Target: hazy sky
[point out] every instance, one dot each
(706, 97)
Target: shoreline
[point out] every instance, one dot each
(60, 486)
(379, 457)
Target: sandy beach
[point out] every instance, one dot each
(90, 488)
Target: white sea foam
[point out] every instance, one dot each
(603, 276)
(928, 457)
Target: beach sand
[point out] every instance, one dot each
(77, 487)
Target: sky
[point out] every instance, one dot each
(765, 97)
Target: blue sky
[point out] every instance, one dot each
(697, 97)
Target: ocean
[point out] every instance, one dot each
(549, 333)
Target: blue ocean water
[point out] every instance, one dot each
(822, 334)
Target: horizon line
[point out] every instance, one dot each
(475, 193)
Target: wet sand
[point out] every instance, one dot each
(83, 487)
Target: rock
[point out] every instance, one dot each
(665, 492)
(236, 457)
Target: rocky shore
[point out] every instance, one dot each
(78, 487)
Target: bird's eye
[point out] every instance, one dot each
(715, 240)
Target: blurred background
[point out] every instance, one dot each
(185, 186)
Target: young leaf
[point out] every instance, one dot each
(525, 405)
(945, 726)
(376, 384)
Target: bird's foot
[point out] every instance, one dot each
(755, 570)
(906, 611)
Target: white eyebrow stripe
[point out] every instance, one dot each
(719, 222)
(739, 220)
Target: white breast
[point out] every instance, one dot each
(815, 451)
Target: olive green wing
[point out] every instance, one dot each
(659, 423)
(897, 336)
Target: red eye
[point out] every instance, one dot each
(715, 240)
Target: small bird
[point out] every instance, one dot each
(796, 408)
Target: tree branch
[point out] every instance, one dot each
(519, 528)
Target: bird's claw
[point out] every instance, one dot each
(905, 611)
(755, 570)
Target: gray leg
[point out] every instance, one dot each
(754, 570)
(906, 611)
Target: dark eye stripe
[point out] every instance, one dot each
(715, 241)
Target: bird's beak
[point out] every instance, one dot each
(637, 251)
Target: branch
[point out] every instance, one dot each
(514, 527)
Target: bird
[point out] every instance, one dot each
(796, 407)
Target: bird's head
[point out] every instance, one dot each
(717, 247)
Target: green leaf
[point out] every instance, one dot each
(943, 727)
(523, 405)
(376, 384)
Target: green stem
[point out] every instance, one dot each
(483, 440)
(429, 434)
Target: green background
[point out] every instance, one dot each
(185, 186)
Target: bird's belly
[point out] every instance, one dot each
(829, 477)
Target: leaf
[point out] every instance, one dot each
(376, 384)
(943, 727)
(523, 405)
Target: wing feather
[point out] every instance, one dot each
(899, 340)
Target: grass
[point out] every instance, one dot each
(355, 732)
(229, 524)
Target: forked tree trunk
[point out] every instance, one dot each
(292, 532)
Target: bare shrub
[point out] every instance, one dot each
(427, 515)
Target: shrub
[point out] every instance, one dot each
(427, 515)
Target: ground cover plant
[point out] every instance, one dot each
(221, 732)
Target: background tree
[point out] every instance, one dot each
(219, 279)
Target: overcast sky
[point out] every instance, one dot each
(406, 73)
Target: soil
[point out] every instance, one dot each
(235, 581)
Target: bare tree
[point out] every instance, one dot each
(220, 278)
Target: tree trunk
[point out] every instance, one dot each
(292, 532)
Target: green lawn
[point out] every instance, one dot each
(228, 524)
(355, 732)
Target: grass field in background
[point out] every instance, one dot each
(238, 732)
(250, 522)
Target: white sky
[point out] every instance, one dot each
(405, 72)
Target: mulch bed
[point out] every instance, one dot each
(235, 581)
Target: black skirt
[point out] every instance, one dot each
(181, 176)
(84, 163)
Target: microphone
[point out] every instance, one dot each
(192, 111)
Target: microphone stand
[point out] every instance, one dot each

* About this exercise
Copy out all the entries shown above, character for character.

* Result of the exercise
Target: hazy sky
[point out] every instance, one dot each
(706, 97)
Target: shoreline
[point out] every instance, one dot each
(60, 486)
(379, 457)
Target: sandy beach
[point out] every instance, one dot each
(90, 488)
Target: white sea foam
[point out] every instance, one dot each
(603, 276)
(928, 457)
Target: beach sand
[point out] every instance, one dot each
(77, 487)
Target: sky
[point out] every instance, one dot each
(765, 97)
Target: blue sky
[point out] every instance, one dot each
(697, 97)
Target: ocean
[point out] every instance, one dot each
(549, 333)
Target: blue ocean water
[point out] every instance, one dot each
(822, 334)
Target: horizon line
[point out] every instance, one dot each
(475, 193)
Target: wet sand
[point out] every instance, one dot each
(83, 487)
Target: rock
[point out] every instance, one dot each
(665, 492)
(236, 457)
Target: rocky shore
[point out] every instance, one dot each
(78, 487)
Target: bird's eye
[point out] every instance, one dot each
(715, 240)
Target: blurred background
[point out] every instance, one dot each
(185, 186)
Target: young leaf
[point out] every instance, one dot each
(525, 405)
(945, 726)
(376, 384)
Target: bird's foot
[point out] every instance, one dot each
(755, 570)
(906, 611)
Target: white eyebrow stripe
[point out] every instance, one dot each
(719, 222)
(739, 220)
Target: white breast
[point out] every instance, one dot each
(815, 451)
Target: olive green wing
[point out] every instance, one dot each
(659, 423)
(897, 336)
Target: red eye
[point out] every instance, one dot each
(715, 240)
Target: small bird
[point out] every instance, one dot each
(796, 408)
Target: tree branch
[point out] every instance, one dot each
(519, 528)
Target: bird's claw
[point out] every instance, one dot each
(905, 611)
(755, 570)
Target: gray leg
[point out] every instance, one dot each
(754, 570)
(906, 611)
Target: dark eye stripe
[point out] every instance, one dot each
(715, 241)
Target: bird's beak
[point out] every instance, one dot each
(637, 251)
Target: branch
[point out] every instance, one dot each
(514, 527)
Target: bird
[point out] every instance, one dot each
(796, 407)
Target: bird's head
[point out] every instance, one dot each
(717, 247)
Target: green leaf
[point out] every instance, one dot each
(943, 727)
(523, 405)
(376, 384)
Target: green stem
[point out] every instance, one dot each
(483, 440)
(429, 434)
Target: green background
[point out] every instance, one dot each
(185, 186)
Target: bird's belly
[point out] every instance, one dot each
(829, 477)
Target: leaf
[point out] every instance, one dot each
(376, 384)
(943, 727)
(523, 405)
Target: wing feather
[point out] every instance, one dot each
(899, 340)
Target: grass
[point out] every instance, one dot each
(355, 732)
(229, 524)
Target: forked tree trunk
[point out] every instance, one dot each
(292, 532)
Target: bare shrub
[point out] every instance, one dot each
(427, 515)
Target: shrub
[point out] every instance, one dot each
(427, 515)
Target: ground cover plant
[point out] every instance, one dot each
(221, 732)
Target: background tree
[point out] every instance, one dot each
(219, 279)
Target: overcast sky
[point out] every instance, one dot each
(406, 73)
Target: soil
[point out] every instance, one dot each
(235, 581)
Target: bare tree
[point out] every instance, one dot each
(220, 278)
Target: tree trunk
[point out] every instance, one dot each
(292, 532)
Target: green lawn
[point out] every instance, one dot each
(228, 524)
(355, 732)
Target: grass field in background
[point out] every instance, one dot each
(238, 732)
(250, 522)
Target: white sky
[point out] every instance, one dot each
(405, 72)
Target: mulch bed
[point out] every instance, one dot each
(235, 581)
Target: black skirt
[point out] every instance, one dot each
(181, 176)
(84, 163)
Target: microphone
[point out] every instance, one dot each
(192, 111)
Target: microphone stand
[point out] every instance, one dot each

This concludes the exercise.